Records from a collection
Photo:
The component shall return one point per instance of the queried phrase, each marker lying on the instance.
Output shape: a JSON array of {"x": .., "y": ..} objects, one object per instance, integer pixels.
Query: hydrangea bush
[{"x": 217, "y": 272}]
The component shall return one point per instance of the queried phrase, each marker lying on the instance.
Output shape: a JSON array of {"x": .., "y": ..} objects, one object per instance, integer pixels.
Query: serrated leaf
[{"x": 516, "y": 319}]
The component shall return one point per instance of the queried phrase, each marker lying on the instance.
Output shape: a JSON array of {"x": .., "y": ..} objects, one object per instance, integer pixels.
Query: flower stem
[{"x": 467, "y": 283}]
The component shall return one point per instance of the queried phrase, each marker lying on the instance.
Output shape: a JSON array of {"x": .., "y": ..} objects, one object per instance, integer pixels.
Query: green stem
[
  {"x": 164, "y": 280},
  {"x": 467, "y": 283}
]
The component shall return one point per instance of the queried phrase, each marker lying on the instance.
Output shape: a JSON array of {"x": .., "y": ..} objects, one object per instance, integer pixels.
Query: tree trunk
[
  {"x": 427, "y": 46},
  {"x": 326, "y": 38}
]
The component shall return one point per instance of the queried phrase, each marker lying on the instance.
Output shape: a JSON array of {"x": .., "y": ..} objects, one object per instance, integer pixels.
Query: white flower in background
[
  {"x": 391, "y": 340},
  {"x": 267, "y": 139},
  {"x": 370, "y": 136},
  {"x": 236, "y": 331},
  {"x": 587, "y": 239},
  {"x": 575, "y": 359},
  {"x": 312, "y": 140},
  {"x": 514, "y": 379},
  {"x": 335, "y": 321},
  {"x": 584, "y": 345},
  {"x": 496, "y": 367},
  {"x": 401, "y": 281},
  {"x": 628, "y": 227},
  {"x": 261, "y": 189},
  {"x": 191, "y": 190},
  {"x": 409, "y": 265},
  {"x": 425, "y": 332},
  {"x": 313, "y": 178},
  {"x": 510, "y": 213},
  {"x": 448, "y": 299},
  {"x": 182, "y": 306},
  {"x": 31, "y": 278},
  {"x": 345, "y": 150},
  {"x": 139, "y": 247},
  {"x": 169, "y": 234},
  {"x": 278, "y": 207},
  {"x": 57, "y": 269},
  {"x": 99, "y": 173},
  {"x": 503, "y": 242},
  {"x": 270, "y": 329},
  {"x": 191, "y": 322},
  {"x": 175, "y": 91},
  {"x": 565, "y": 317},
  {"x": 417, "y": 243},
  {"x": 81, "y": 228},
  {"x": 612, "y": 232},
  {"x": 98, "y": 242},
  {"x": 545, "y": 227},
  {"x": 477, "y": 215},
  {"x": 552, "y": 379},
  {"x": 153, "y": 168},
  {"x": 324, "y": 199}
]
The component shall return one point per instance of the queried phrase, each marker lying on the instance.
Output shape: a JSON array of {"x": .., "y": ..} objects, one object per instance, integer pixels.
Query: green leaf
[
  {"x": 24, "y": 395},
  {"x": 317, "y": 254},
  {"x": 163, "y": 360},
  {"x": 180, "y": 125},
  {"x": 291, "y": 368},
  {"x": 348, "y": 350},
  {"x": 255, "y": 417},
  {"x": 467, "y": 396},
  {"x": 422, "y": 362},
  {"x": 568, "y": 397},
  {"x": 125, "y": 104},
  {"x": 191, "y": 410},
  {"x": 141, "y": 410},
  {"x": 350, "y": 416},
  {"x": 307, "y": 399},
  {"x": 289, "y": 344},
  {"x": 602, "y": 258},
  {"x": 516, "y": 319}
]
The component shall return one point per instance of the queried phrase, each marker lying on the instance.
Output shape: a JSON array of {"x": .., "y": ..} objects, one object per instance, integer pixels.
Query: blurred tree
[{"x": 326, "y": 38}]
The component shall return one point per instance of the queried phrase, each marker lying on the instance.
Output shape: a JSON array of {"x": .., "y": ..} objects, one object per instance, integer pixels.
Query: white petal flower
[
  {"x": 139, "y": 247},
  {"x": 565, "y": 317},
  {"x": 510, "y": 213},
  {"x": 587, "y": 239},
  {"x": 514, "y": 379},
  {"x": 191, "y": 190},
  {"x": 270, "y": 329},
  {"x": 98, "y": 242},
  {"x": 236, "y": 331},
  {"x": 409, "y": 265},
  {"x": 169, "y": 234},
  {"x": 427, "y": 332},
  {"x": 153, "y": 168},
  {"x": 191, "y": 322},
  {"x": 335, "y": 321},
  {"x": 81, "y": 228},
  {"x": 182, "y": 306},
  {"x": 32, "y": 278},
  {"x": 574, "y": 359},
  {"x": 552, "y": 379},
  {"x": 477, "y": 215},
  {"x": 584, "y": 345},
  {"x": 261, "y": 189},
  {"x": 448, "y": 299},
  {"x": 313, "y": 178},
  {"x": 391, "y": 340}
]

**DIRECTION**
Go through the listing and print each line exactly as it appears.

**EXERCISE RESPONSE**
Photo:
The component shall return one point per instance of the queried phrase, each marker lying on the instance.
Output shape: a JSON array of {"x": .., "y": ..} objects, one object per instance, integer pixels.
Query: hydrangea bush
[{"x": 217, "y": 272}]
The component shall return one point per instance of the queried phrase, each marker lying on the instance.
Output shape: a JSON array of {"x": .., "y": ..} objects, one object per instance, integer pixels.
Query: serrated leaf
[{"x": 516, "y": 319}]
The component shall return one point per instance of the queried phrase, each marker lying on the instance.
Output shape: a JSON array of {"x": .., "y": ..} objects, one object per instance, integer pixels.
Query: flower stem
[{"x": 467, "y": 283}]
The component shall return one point per instance of the queried phrase, each marker lying on the instance.
Output shape: a JSON array of {"x": .., "y": ..} objects, one object per instance, integer pixels.
Query: green stem
[
  {"x": 164, "y": 280},
  {"x": 467, "y": 283}
]
The component shall return one point per instance of the queried phrase, each marker lying on the instance.
Output shape: a JSON array of {"x": .., "y": ..} objects, one object per instance, integer pixels.
Query: tree trunk
[
  {"x": 427, "y": 46},
  {"x": 326, "y": 38}
]
The component shall return one point per instance of the queried phrase, each marker lying on the instance.
Output shape: a JSON array of {"x": .., "y": ..} objects, one object per instance, integer pixels.
Query: white flower in background
[
  {"x": 391, "y": 340},
  {"x": 267, "y": 139},
  {"x": 370, "y": 136},
  {"x": 236, "y": 331},
  {"x": 587, "y": 239},
  {"x": 575, "y": 359},
  {"x": 312, "y": 140},
  {"x": 514, "y": 379},
  {"x": 335, "y": 321},
  {"x": 584, "y": 345},
  {"x": 496, "y": 367},
  {"x": 401, "y": 281},
  {"x": 628, "y": 227},
  {"x": 261, "y": 189},
  {"x": 191, "y": 190},
  {"x": 409, "y": 265},
  {"x": 425, "y": 332},
  {"x": 313, "y": 178},
  {"x": 510, "y": 213},
  {"x": 448, "y": 299},
  {"x": 182, "y": 306},
  {"x": 31, "y": 278},
  {"x": 345, "y": 150},
  {"x": 139, "y": 247},
  {"x": 169, "y": 234},
  {"x": 278, "y": 207},
  {"x": 57, "y": 269},
  {"x": 99, "y": 173},
  {"x": 503, "y": 242},
  {"x": 270, "y": 329},
  {"x": 191, "y": 322},
  {"x": 175, "y": 91},
  {"x": 565, "y": 317},
  {"x": 417, "y": 243},
  {"x": 81, "y": 228},
  {"x": 612, "y": 232},
  {"x": 98, "y": 242},
  {"x": 545, "y": 227},
  {"x": 477, "y": 215},
  {"x": 552, "y": 379},
  {"x": 153, "y": 168},
  {"x": 324, "y": 199}
]
The component shall return one point per instance of the queried phrase, each marker lying on the instance.
Output shape: a JSON array of {"x": .., "y": ..} objects, one object per instance, integer pixels.
Query: green leaf
[
  {"x": 24, "y": 395},
  {"x": 317, "y": 254},
  {"x": 163, "y": 360},
  {"x": 180, "y": 125},
  {"x": 291, "y": 368},
  {"x": 348, "y": 350},
  {"x": 255, "y": 417},
  {"x": 467, "y": 396},
  {"x": 422, "y": 362},
  {"x": 568, "y": 397},
  {"x": 125, "y": 104},
  {"x": 191, "y": 410},
  {"x": 141, "y": 410},
  {"x": 350, "y": 416},
  {"x": 307, "y": 399},
  {"x": 289, "y": 344},
  {"x": 602, "y": 258},
  {"x": 516, "y": 319}
]
The component shall return one point per instance of the queried phrase, each marker lying on the instance.
Output shape: a JSON array of {"x": .., "y": ..} objects, one object per instance, integer pixels.
Query: blurred tree
[{"x": 326, "y": 38}]
The component shall return one point per instance of the queried phrase, each marker lying on the instance.
Output shape: a JSON array of {"x": .., "y": ..} objects, one object per instance, integer pixels.
Query: white petal flower
[
  {"x": 139, "y": 247},
  {"x": 565, "y": 317},
  {"x": 510, "y": 213},
  {"x": 587, "y": 239},
  {"x": 514, "y": 379},
  {"x": 191, "y": 190},
  {"x": 270, "y": 329},
  {"x": 98, "y": 242},
  {"x": 236, "y": 331},
  {"x": 409, "y": 265},
  {"x": 169, "y": 234},
  {"x": 427, "y": 332},
  {"x": 153, "y": 168},
  {"x": 191, "y": 322},
  {"x": 335, "y": 321},
  {"x": 81, "y": 228},
  {"x": 182, "y": 306},
  {"x": 32, "y": 278},
  {"x": 574, "y": 359},
  {"x": 552, "y": 379},
  {"x": 477, "y": 215},
  {"x": 584, "y": 345},
  {"x": 261, "y": 189},
  {"x": 448, "y": 299},
  {"x": 313, "y": 178},
  {"x": 391, "y": 340}
]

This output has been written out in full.